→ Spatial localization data
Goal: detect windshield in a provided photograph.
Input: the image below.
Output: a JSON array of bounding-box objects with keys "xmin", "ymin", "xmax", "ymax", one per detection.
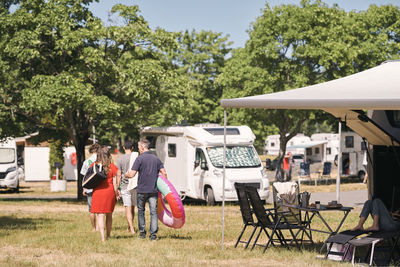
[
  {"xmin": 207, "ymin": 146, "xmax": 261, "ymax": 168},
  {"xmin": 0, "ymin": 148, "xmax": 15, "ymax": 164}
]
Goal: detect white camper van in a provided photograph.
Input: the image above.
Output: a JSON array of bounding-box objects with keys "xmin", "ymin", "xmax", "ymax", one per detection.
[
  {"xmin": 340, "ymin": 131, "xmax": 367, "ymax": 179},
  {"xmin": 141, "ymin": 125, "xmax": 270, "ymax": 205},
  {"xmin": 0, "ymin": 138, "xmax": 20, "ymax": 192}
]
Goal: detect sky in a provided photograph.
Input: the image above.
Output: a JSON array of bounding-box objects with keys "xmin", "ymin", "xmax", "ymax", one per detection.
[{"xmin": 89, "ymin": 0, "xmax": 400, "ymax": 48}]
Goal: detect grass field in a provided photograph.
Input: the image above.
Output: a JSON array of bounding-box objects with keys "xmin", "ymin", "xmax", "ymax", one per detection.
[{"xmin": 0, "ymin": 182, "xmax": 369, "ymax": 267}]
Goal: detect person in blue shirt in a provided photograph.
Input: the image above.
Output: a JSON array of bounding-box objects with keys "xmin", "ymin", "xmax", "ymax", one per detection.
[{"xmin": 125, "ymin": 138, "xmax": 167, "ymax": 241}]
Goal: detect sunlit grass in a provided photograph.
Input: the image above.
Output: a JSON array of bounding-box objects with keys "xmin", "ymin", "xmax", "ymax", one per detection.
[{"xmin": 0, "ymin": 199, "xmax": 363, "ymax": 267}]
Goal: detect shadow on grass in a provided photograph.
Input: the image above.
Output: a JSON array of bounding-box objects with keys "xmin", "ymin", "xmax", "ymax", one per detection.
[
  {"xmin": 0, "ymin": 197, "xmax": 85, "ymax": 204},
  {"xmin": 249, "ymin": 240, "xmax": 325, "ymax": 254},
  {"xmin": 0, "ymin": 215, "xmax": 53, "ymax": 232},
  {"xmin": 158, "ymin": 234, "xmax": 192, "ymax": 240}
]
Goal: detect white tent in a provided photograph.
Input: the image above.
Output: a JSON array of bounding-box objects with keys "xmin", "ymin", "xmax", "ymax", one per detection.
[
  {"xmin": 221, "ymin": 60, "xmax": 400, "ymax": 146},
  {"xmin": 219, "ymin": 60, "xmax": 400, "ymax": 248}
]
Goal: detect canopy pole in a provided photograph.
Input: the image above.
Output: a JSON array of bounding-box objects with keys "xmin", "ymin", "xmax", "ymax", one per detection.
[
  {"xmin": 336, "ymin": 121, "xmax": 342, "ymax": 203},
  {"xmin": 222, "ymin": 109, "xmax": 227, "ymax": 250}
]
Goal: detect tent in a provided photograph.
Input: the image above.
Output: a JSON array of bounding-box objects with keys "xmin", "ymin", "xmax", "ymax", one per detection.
* * *
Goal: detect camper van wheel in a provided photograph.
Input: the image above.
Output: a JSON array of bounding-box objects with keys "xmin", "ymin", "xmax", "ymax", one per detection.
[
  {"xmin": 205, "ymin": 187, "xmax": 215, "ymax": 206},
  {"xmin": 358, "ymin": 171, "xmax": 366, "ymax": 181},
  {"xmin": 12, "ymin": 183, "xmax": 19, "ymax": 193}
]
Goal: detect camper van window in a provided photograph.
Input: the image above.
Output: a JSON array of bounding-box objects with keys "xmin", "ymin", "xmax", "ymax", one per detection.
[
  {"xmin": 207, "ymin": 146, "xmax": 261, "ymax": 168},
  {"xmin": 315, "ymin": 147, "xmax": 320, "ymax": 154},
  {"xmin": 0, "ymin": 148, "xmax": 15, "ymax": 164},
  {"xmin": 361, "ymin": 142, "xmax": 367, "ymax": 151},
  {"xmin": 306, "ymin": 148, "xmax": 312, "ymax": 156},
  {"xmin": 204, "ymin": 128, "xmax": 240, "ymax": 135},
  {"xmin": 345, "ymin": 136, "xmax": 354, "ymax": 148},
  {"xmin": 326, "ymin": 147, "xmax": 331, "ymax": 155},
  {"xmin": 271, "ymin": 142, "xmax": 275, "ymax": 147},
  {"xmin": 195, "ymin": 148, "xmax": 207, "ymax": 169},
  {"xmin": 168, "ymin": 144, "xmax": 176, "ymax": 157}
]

→ Your task
Your answer should be a single number: how many lines in the data above include "grass"?

→ Response to the task
3